* _WHAT IS NEEDED_: Could you write out every entry exactly as it stands?

— Begin —

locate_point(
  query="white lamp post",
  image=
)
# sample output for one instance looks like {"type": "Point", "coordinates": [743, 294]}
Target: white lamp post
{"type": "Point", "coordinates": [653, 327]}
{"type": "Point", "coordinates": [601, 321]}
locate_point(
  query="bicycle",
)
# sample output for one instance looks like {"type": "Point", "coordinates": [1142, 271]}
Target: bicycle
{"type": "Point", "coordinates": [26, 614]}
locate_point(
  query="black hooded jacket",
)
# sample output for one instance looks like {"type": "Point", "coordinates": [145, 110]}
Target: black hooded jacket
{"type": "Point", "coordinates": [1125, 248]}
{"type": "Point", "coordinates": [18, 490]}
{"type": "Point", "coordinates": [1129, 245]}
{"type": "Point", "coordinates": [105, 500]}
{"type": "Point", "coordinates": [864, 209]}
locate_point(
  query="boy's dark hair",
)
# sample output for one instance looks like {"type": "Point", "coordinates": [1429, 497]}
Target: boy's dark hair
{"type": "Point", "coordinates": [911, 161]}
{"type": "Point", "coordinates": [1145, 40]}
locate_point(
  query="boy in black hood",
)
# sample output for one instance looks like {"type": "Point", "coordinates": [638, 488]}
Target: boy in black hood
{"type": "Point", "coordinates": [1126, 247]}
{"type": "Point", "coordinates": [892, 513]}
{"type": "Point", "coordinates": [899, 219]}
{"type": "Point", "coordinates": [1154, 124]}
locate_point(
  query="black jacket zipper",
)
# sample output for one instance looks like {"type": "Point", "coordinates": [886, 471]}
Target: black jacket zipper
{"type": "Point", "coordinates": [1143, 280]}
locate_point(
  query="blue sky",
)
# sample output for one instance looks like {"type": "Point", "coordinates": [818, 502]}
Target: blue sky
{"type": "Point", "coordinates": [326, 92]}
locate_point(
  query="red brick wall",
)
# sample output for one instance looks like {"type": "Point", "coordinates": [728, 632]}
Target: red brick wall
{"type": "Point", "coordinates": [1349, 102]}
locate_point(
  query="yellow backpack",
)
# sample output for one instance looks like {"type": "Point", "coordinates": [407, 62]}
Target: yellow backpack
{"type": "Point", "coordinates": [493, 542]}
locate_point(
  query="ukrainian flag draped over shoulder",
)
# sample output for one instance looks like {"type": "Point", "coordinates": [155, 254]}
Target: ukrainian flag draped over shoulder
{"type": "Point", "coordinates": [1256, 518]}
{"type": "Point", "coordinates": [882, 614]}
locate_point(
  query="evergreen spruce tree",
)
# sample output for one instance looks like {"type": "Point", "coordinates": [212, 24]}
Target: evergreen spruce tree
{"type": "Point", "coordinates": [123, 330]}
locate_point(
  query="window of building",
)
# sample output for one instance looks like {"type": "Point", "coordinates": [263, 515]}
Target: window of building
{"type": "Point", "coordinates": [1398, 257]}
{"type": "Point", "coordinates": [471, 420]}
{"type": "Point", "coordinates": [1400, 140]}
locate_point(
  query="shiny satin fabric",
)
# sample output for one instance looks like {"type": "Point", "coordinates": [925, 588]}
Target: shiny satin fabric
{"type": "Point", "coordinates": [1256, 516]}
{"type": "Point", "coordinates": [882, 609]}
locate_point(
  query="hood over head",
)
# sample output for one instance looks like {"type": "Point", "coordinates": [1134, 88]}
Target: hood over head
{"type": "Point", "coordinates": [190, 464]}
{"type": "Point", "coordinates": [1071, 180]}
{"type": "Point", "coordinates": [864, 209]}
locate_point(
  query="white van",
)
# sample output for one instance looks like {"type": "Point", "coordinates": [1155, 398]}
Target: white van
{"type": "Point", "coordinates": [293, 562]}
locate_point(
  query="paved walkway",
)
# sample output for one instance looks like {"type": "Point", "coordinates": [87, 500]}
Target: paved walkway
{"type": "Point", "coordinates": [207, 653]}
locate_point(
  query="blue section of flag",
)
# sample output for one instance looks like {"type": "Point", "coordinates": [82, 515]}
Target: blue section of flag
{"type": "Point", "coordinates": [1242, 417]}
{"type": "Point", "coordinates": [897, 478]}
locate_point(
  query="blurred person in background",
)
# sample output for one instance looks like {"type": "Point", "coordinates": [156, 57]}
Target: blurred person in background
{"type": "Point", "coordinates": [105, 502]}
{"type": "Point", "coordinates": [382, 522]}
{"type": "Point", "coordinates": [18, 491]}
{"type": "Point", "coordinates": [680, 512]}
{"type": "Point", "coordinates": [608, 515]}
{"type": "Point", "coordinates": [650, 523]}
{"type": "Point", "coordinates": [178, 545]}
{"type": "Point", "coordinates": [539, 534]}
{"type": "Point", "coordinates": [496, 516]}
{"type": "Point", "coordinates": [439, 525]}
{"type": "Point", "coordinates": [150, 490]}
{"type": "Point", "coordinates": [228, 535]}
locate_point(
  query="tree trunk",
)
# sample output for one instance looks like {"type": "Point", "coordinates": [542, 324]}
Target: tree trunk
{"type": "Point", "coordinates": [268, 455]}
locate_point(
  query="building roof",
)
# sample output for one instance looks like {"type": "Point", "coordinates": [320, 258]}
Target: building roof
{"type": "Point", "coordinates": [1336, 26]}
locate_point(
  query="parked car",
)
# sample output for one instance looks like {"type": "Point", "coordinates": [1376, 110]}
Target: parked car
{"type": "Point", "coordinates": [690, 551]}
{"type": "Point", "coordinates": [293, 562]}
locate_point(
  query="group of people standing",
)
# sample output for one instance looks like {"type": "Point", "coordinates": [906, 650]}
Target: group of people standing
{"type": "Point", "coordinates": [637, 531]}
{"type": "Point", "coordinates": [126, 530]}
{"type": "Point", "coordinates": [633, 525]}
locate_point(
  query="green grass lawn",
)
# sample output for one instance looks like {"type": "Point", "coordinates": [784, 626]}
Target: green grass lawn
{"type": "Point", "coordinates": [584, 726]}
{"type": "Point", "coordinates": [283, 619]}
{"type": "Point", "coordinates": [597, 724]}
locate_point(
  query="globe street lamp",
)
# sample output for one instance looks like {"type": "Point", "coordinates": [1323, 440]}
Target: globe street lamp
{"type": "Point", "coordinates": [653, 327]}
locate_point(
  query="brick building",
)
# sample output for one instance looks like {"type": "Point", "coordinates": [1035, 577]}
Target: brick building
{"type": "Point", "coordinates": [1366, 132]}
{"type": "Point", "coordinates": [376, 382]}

— End —

* _SOLUTION BELOW_:
locate_point(
  query="white lamp post",
  image=
)
# sample output for one instance looks like {"type": "Point", "coordinates": [743, 294]}
Target: white lamp post
{"type": "Point", "coordinates": [653, 327]}
{"type": "Point", "coordinates": [601, 321]}
locate_point(
  query="bicycle",
)
# sample output for one instance looks like {"type": "Point", "coordinates": [1142, 271]}
Target: bicycle
{"type": "Point", "coordinates": [26, 614]}
locate_point(
  query="black hooded jacket",
)
# sample output for one instance looks like {"type": "Point", "coordinates": [145, 110]}
Target: black hooded jacket
{"type": "Point", "coordinates": [1125, 248]}
{"type": "Point", "coordinates": [18, 490]}
{"type": "Point", "coordinates": [1129, 245]}
{"type": "Point", "coordinates": [105, 500]}
{"type": "Point", "coordinates": [864, 209]}
locate_point(
  query="boy's dark hair",
)
# sample output for one instance looks like {"type": "Point", "coordinates": [1429, 497]}
Target: boy's dark hair
{"type": "Point", "coordinates": [911, 161]}
{"type": "Point", "coordinates": [1145, 40]}
locate_point(
  query="boy in black hood",
)
# sample output for one instance looks like {"type": "Point", "coordinates": [638, 488]}
Target: boy in black hood
{"type": "Point", "coordinates": [1126, 247]}
{"type": "Point", "coordinates": [892, 513]}
{"type": "Point", "coordinates": [899, 219]}
{"type": "Point", "coordinates": [1154, 124]}
locate_point(
  query="black jacket zipper",
)
# sample output for one instance looks like {"type": "Point", "coordinates": [886, 471]}
Target: black jacket zipper
{"type": "Point", "coordinates": [1143, 280]}
locate_point(
  query="blue sky",
)
# sample output for one instance looks like {"type": "Point", "coordinates": [818, 502]}
Target: blue sky
{"type": "Point", "coordinates": [326, 92]}
locate_point(
  query="red brick wall",
)
# sample output for one instance looks like {"type": "Point", "coordinates": [728, 632]}
Target: red brick wall
{"type": "Point", "coordinates": [1349, 102]}
locate_point(
  query="yellow backpack",
)
# sample output for one instance looks like {"type": "Point", "coordinates": [407, 62]}
Target: yellow backpack
{"type": "Point", "coordinates": [493, 542]}
locate_point(
  query="ukrainian flag draped over shoulder",
)
# sample output for one instance looks like {"type": "Point", "coordinates": [155, 254]}
Target: ukrainian flag draped over shoulder
{"type": "Point", "coordinates": [1256, 518]}
{"type": "Point", "coordinates": [882, 614]}
locate_point(
  query="evergreen spruce tree",
)
# sample output for one instance looks like {"type": "Point", "coordinates": [212, 24]}
Target: evergreen spruce tree
{"type": "Point", "coordinates": [123, 330]}
locate_point(
  query="window of building",
)
# sample output for one instance looks like {"type": "Point", "coordinates": [263, 515]}
Target: window of building
{"type": "Point", "coordinates": [1398, 257]}
{"type": "Point", "coordinates": [471, 420]}
{"type": "Point", "coordinates": [1400, 140]}
locate_point(
  query="shiny satin fabric",
)
# sample output for one instance looks like {"type": "Point", "coordinates": [925, 588]}
Target: shiny satin fabric
{"type": "Point", "coordinates": [1256, 516]}
{"type": "Point", "coordinates": [882, 609]}
locate_point(
  query="hood over head",
)
# sample output for one instance looks like {"type": "Point", "coordinates": [1134, 88]}
Target: hood over head
{"type": "Point", "coordinates": [190, 464]}
{"type": "Point", "coordinates": [1071, 180]}
{"type": "Point", "coordinates": [864, 209]}
locate_point(
  query="white van",
)
# sample output for one instance looks like {"type": "Point", "coordinates": [1155, 398]}
Target: white van
{"type": "Point", "coordinates": [293, 562]}
locate_point(
  query="paved walkway",
)
# sample output for one instance looks like {"type": "Point", "coordinates": [87, 500]}
Target: paved walkway
{"type": "Point", "coordinates": [207, 653]}
locate_point(
  query="blue section of flag",
)
# sample output for one instance looks like {"type": "Point", "coordinates": [82, 515]}
Target: blue section of flag
{"type": "Point", "coordinates": [1242, 417]}
{"type": "Point", "coordinates": [897, 478]}
locate_point(
  query="blurred person in background",
)
# sample output for one instance looks like {"type": "Point", "coordinates": [156, 57]}
Target: blurred person in background
{"type": "Point", "coordinates": [105, 502]}
{"type": "Point", "coordinates": [382, 522]}
{"type": "Point", "coordinates": [18, 491]}
{"type": "Point", "coordinates": [680, 512]}
{"type": "Point", "coordinates": [608, 515]}
{"type": "Point", "coordinates": [650, 523]}
{"type": "Point", "coordinates": [178, 545]}
{"type": "Point", "coordinates": [539, 534]}
{"type": "Point", "coordinates": [496, 516]}
{"type": "Point", "coordinates": [439, 525]}
{"type": "Point", "coordinates": [150, 490]}
{"type": "Point", "coordinates": [228, 535]}
locate_point(
  query="tree trunk",
)
# sample output for one instance looks like {"type": "Point", "coordinates": [542, 324]}
Target: tree trunk
{"type": "Point", "coordinates": [268, 455]}
locate_point(
  query="building roof",
)
# sample output for one instance looks like {"type": "Point", "coordinates": [320, 258]}
Target: building roof
{"type": "Point", "coordinates": [1336, 26]}
locate_point(
  query="parked car",
)
# sample output for one instance looks like {"type": "Point", "coordinates": [1376, 110]}
Target: parked car
{"type": "Point", "coordinates": [690, 551]}
{"type": "Point", "coordinates": [293, 562]}
locate_point(
  query="group of people standing",
)
# sample output for one instance looks like {"type": "Point", "coordinates": [906, 650]}
Target: group of people standing
{"type": "Point", "coordinates": [637, 531]}
{"type": "Point", "coordinates": [126, 530]}
{"type": "Point", "coordinates": [633, 525]}
locate_point(
  query="green grass lawn",
)
# sample output for one instance looks like {"type": "Point", "coordinates": [784, 626]}
Target: green grass lawn
{"type": "Point", "coordinates": [584, 726]}
{"type": "Point", "coordinates": [283, 619]}
{"type": "Point", "coordinates": [597, 724]}
locate_point(
  query="globe street lamp",
)
# sample output for one instance looks like {"type": "Point", "coordinates": [1323, 440]}
Target: globe street lamp
{"type": "Point", "coordinates": [653, 327]}
locate_point(
  query="brick building",
)
# sample output for one instance looks like {"type": "Point", "coordinates": [1035, 577]}
Target: brick building
{"type": "Point", "coordinates": [1366, 132]}
{"type": "Point", "coordinates": [376, 382]}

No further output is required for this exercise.